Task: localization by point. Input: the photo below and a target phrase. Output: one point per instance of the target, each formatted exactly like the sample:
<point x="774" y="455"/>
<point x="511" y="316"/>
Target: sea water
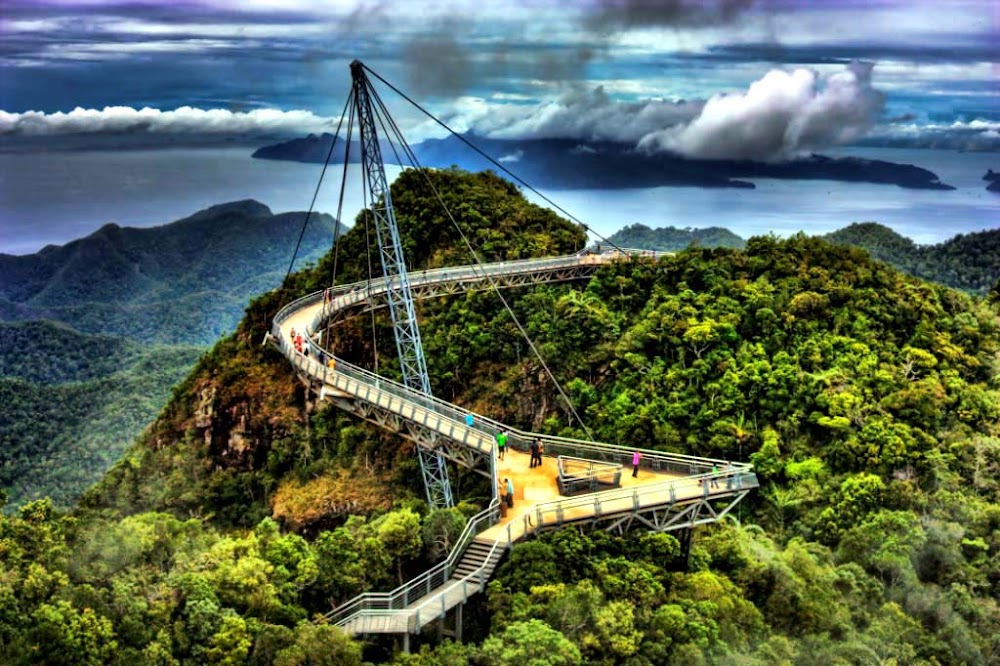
<point x="55" y="197"/>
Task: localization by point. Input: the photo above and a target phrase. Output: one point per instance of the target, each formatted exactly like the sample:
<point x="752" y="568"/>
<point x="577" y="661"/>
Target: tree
<point x="320" y="645"/>
<point x="530" y="643"/>
<point x="441" y="530"/>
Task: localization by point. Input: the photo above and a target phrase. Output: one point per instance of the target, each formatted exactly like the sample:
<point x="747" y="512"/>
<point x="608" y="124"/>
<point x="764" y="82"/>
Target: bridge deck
<point x="671" y="491"/>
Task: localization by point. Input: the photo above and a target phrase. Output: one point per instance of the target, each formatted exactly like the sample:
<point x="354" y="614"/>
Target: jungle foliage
<point x="868" y="401"/>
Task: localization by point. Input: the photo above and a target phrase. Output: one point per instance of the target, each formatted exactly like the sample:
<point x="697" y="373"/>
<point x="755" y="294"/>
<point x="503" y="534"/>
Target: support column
<point x="685" y="539"/>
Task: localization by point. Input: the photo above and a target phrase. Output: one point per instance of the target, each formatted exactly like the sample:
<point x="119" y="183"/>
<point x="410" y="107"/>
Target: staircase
<point x="470" y="576"/>
<point x="479" y="555"/>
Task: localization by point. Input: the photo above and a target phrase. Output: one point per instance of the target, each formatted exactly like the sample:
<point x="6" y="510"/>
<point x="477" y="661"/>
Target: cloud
<point x="783" y="114"/>
<point x="589" y="115"/>
<point x="779" y="116"/>
<point x="147" y="121"/>
<point x="513" y="157"/>
<point x="975" y="135"/>
<point x="611" y="15"/>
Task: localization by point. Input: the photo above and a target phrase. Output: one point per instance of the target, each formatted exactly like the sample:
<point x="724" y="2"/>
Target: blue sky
<point x="710" y="78"/>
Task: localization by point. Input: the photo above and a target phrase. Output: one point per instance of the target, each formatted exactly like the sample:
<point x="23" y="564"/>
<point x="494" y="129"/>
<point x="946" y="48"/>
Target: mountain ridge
<point x="970" y="262"/>
<point x="576" y="164"/>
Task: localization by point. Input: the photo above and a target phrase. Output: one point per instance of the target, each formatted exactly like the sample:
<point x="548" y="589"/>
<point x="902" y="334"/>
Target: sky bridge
<point x="671" y="491"/>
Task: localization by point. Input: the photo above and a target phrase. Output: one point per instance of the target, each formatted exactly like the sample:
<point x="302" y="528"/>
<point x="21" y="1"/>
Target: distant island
<point x="970" y="262"/>
<point x="993" y="178"/>
<point x="572" y="164"/>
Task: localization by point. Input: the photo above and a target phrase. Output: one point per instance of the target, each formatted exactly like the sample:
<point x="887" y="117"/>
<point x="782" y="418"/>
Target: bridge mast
<point x="400" y="296"/>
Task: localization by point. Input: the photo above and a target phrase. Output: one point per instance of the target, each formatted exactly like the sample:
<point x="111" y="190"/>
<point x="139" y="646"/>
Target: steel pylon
<point x="433" y="466"/>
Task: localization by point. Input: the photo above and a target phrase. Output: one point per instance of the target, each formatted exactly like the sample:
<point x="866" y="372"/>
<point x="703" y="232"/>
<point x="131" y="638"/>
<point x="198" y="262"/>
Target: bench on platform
<point x="579" y="475"/>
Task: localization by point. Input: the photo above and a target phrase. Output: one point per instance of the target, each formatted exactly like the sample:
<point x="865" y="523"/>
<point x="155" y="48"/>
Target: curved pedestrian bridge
<point x="671" y="491"/>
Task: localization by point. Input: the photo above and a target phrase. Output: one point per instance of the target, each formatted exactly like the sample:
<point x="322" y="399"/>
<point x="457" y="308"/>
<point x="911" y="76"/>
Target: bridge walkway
<point x="673" y="491"/>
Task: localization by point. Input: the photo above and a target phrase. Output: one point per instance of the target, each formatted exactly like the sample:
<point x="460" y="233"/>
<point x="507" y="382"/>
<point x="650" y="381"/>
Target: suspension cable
<point x="478" y="262"/>
<point x="312" y="204"/>
<point x="343" y="189"/>
<point x="489" y="158"/>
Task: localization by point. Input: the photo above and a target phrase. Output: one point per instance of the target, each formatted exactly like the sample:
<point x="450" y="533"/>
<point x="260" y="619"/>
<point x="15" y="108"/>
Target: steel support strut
<point x="433" y="466"/>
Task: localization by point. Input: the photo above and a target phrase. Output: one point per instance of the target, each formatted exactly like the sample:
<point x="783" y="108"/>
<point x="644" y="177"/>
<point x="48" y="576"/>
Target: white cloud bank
<point x="184" y="120"/>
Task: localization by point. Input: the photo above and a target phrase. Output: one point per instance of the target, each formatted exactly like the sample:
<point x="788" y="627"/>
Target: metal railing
<point x="450" y="420"/>
<point x="624" y="500"/>
<point x="370" y="603"/>
<point x="578" y="475"/>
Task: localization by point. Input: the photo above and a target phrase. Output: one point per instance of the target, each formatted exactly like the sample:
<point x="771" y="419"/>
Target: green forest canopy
<point x="867" y="400"/>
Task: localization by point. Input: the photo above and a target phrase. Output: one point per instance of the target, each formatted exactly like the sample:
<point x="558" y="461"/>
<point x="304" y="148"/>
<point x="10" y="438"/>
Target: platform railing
<point x="398" y="599"/>
<point x="451" y="421"/>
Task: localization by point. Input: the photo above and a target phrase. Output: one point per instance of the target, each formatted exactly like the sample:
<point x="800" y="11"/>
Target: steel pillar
<point x="433" y="466"/>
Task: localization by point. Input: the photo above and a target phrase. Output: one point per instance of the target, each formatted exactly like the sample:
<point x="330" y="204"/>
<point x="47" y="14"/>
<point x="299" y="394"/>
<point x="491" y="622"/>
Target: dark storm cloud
<point x="615" y="15"/>
<point x="783" y="114"/>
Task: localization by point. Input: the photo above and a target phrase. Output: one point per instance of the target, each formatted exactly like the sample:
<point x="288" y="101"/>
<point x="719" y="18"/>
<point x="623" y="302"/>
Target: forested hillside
<point x="672" y="239"/>
<point x="70" y="403"/>
<point x="970" y="262"/>
<point x="967" y="261"/>
<point x="868" y="401"/>
<point x="139" y="301"/>
<point x="185" y="282"/>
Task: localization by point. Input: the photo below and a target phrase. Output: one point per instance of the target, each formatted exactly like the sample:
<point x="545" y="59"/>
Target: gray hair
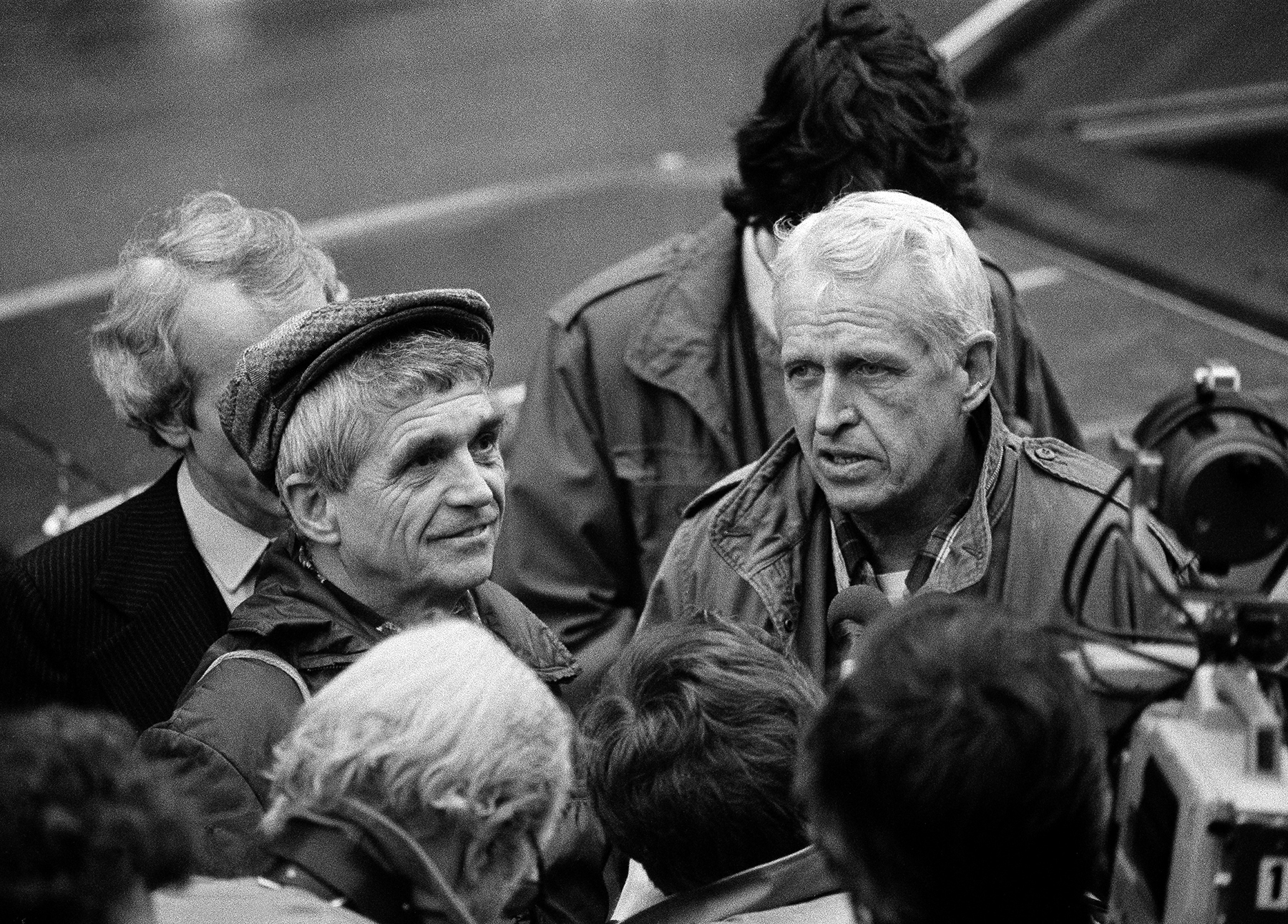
<point x="331" y="428"/>
<point x="861" y="236"/>
<point x="437" y="727"/>
<point x="135" y="349"/>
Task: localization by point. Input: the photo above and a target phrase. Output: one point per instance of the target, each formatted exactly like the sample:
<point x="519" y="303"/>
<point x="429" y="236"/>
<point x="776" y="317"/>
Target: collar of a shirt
<point x="957" y="552"/>
<point x="231" y="550"/>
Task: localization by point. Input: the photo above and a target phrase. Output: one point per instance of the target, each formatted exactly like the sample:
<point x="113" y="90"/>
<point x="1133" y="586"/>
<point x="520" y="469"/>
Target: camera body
<point x="1204" y="808"/>
<point x="1202" y="802"/>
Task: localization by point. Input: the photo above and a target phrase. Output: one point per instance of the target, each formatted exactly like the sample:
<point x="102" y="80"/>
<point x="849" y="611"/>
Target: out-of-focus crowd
<point x="312" y="674"/>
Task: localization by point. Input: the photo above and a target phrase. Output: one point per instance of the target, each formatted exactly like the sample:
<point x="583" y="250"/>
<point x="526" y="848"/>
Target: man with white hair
<point x="373" y="421"/>
<point x="899" y="473"/>
<point x="116" y="614"/>
<point x="420" y="785"/>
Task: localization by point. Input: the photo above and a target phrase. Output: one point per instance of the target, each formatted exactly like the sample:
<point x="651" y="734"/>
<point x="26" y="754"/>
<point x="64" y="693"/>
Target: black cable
<point x="59" y="457"/>
<point x="1067" y="582"/>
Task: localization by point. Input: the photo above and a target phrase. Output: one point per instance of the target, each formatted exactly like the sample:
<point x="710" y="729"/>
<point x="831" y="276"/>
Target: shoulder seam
<point x="643" y="267"/>
<point x="263" y="658"/>
<point x="716" y="491"/>
<point x="1032" y="447"/>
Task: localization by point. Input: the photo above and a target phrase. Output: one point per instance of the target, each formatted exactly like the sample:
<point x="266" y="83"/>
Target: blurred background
<point x="1136" y="152"/>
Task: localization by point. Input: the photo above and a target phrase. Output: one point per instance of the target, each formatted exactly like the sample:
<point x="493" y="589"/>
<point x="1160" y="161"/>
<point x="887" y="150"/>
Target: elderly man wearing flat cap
<point x="373" y="421"/>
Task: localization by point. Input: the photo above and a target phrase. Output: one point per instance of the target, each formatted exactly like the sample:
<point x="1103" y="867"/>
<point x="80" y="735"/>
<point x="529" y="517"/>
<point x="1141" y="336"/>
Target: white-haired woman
<point x="420" y="785"/>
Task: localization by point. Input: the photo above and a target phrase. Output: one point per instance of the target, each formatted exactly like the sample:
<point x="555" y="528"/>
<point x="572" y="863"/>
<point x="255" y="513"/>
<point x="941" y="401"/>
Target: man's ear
<point x="174" y="433"/>
<point x="497" y="864"/>
<point x="312" y="510"/>
<point x="979" y="358"/>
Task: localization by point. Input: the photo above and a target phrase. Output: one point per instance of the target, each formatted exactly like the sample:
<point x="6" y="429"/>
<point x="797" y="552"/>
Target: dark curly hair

*任务目标*
请从上方记录中提取出含有字符串“bridge”的每一行，匹配时区分大小写。

*本题结果*
Target: bridge deck
Target: sky bridge
Target: bridge mast
Target: curved pedestrian bridge
Target: bridge walkway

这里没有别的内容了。